══ GIVEN PASSAGE ══

Digoxin for HF Ups Rehospitalizations in Cohort, Survival Not Affected

September 19, 2016

ORLANDO, FL — After more than 200 years, medicine is still figuring out how to use digoxin in patients with heart failure. A new retrospective analysis adds to the debate over whether the drug, also used in atrial fibrillation, offers clinical benefit in systolic heart failure enough to compensate for its well-recognized risk of toxicity[1].

In more than 1000 patients with heart failure and reduced ejection fraction (HFrEF) admitted for acute decompensation at a major medical center from 2004 through 2015, about one-third were on digoxin. Its use was associated with about a 50% increase in rehospitalization within 30 days (P=0.02) and a 70% jump at 180 days (P=0.003), compared with digoxin nonuse.

In short, digoxin didn't seem to seem to help the patients clinically and may have harmed by raising the risk of readmission, primarily from cardiac causes and mostly likely from recurrent HF, Dr Hassan Alkhawam (Icahn School of Medicine at Mount Sinai, New York, NY) told heartwire from Medscape.

Alkhawam, lead author on the study presented here at the Heart Failure Society of America 2016 Scientific Meeting, said that the analysis adjusted for a range of conditions, including chronic kidney disease, diabetes, hypertension, dyslipidemia, atrial fibrillation, heart-failure medications, and history of trauma or surgery.

There were no differences in hospital length of stay or 30-day or 180-day mortality by digoxin use, although other analyses have seen increased mortality with digoxin in HFrEF. The increased rehospitalizations in the current analysis contrasts with the Digitalis Investigation Group (DIG) randomized trial, which saw rehospitalizations for worsening heart failure decrease for patients who received digoxin. But the DIG trial from the 1990s predated the use ACE inhibitors and beta-blockers in most patients with heart failure.

One limitation of the current analysis, in fact of many analyses of outcomes associated with digoxin for heart failure, is a lack of information about patients' digoxin serum levels, according to Dr Paul J Hauptman (Saint Louis University School of Medicine, St Louis, MO). Typically, he said to heartwire , "there's not even a snapshot of the dig level."

═══

▶ REQUIRED WORK:
- A) Answer these questions from the digoxin article:
(i) For how many years has medicine been working out how to use digoxin in heart failure?
(ii) About what share of the patients in the analysis were on digoxin?
(iii) At which meeting was the study presented?
- B) Reproduce the part of the digoxin article between "In short, digoxin" and "trauma or surgery.", inclusive.
The data have no connection to the digoxin article.

══ PROVIDED INFORMATION ══

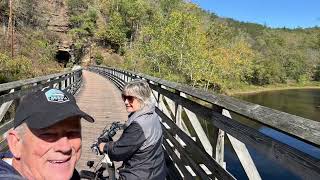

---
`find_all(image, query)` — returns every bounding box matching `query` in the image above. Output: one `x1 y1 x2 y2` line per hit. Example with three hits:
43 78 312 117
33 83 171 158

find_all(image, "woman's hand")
99 143 106 152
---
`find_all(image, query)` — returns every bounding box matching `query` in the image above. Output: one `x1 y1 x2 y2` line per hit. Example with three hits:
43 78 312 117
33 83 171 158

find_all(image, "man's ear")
7 129 22 159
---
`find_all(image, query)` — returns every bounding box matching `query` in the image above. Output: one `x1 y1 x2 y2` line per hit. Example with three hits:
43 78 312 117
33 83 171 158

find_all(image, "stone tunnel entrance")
56 50 71 67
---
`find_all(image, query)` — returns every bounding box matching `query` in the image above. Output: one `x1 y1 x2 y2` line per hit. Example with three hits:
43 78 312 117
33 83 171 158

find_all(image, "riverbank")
226 82 320 96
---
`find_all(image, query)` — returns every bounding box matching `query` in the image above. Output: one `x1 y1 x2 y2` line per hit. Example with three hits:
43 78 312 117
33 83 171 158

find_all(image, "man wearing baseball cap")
0 88 94 179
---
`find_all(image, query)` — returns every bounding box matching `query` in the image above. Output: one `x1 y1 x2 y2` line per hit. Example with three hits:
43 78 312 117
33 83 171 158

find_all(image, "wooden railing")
0 69 82 151
89 66 320 180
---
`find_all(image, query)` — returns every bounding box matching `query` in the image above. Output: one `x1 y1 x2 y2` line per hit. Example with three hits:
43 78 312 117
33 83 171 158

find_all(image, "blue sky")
191 0 320 28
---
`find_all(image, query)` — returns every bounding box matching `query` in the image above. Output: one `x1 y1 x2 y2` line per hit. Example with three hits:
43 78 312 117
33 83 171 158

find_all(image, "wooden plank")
0 89 14 122
163 137 195 179
164 148 183 180
162 127 209 180
222 109 261 180
181 93 212 156
156 108 235 179
92 67 320 147
162 95 190 138
212 112 320 179
215 129 226 168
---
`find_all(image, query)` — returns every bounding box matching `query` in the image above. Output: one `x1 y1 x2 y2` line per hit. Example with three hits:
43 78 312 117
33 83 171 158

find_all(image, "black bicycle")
80 122 124 180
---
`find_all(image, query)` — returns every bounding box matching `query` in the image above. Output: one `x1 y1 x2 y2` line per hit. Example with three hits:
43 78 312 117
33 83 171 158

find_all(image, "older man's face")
20 117 81 179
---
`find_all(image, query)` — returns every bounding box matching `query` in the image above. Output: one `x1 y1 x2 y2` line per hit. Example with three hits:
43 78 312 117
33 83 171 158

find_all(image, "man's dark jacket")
0 152 23 179
104 106 166 180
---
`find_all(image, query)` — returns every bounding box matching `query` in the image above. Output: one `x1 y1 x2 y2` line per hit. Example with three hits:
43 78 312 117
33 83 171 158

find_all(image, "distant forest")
68 0 320 91
0 0 320 92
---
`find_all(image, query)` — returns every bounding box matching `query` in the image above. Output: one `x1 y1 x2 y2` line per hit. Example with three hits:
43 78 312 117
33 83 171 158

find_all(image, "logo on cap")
45 89 69 103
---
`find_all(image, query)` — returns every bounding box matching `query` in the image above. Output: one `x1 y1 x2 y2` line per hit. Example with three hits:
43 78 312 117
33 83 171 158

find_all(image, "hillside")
0 0 70 83
0 0 320 92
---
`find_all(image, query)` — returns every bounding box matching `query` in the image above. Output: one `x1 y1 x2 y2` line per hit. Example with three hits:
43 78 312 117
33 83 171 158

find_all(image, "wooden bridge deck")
76 70 127 170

═══

▶ TASK-BY-TASK OUTPUTS:
- A)
(i) More than 200 years.
(ii) About one-third.
(iii) The Heart Failure Society of America 2016 Scientific Meeting.

- B)
In short, digoxin didn't seem to seem to help the patients clinically and may have harmed by raising the risk of readmission, primarily from cardiac causes and mostly likely from recurrent HF, Dr Hassan Alkhawam (Icahn School of Medicine at Mount Sinai, New York, NY) told heartwire from Medscape.

Alkhawam, lead author on the study presented here at the Heart Failure Society of America 2016 Scientific Meeting, said that the analysis adjusted for a range of conditions, including chronic kidney disease, diabetes, hypertension, dyslipidemia, atrial fibrillation, heart-failure medications, and history of trauma or surgery.